Excerpts from location labeling data:

— start —

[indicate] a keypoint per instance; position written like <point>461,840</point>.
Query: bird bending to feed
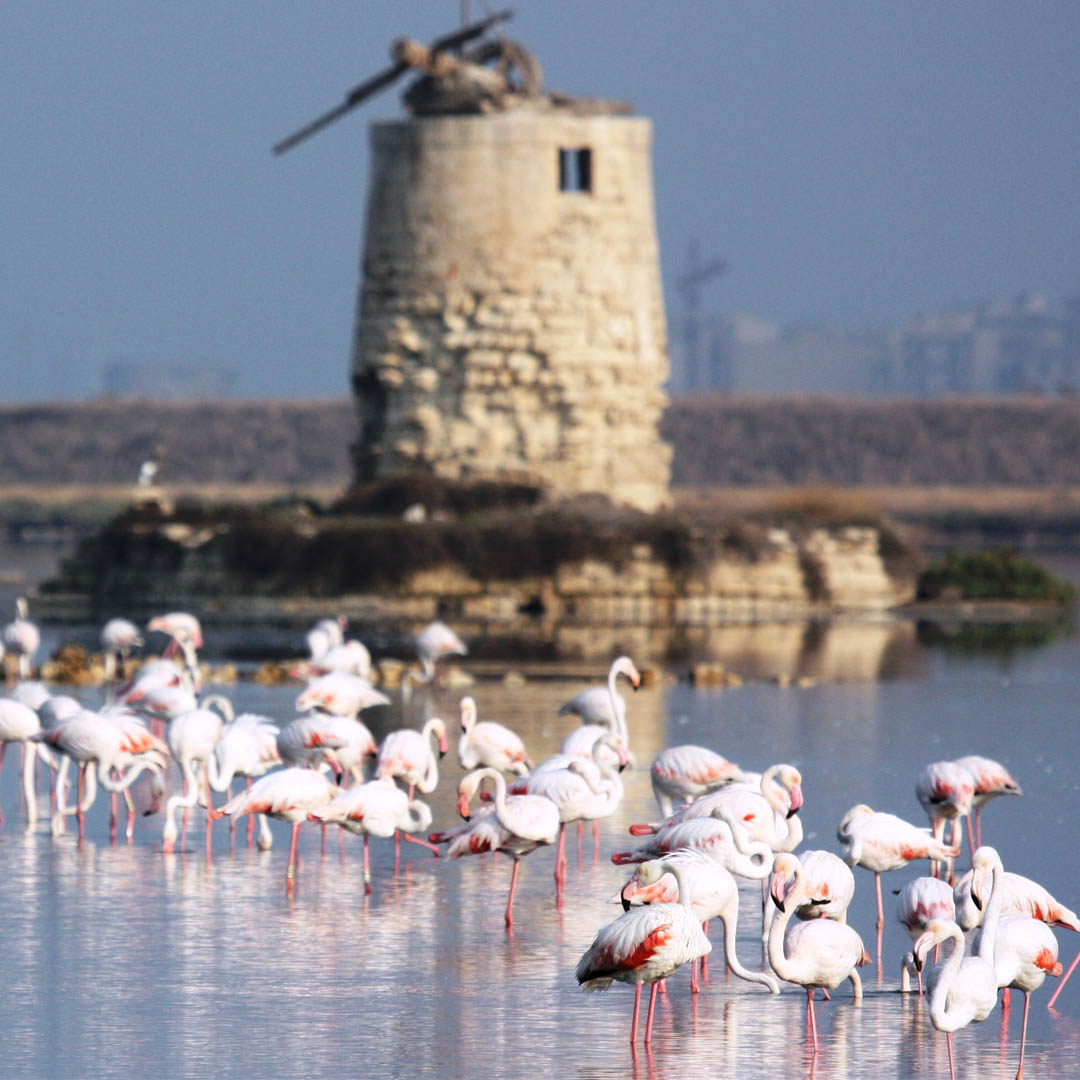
<point>962,988</point>
<point>288,795</point>
<point>645,944</point>
<point>434,643</point>
<point>713,894</point>
<point>920,902</point>
<point>991,780</point>
<point>685,772</point>
<point>1021,949</point>
<point>602,710</point>
<point>486,742</point>
<point>378,808</point>
<point>881,841</point>
<point>945,791</point>
<point>528,821</point>
<point>817,953</point>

— end —

> [STATED PROBLEM]
Rewrite all the rows above, requests included, and increase every coordinate in the answers by 14, leaving the pictures out.

> [RESULT FOR THIS TASK]
[indicate] a keypoint per instance; position written like <point>461,840</point>.
Query: bird bending to feed
<point>976,1002</point>
<point>302,809</point>
<point>659,958</point>
<point>448,657</point>
<point>727,908</point>
<point>934,916</point>
<point>1005,794</point>
<point>699,786</point>
<point>1035,963</point>
<point>616,724</point>
<point>500,756</point>
<point>392,822</point>
<point>895,855</point>
<point>959,805</point>
<point>542,835</point>
<point>831,967</point>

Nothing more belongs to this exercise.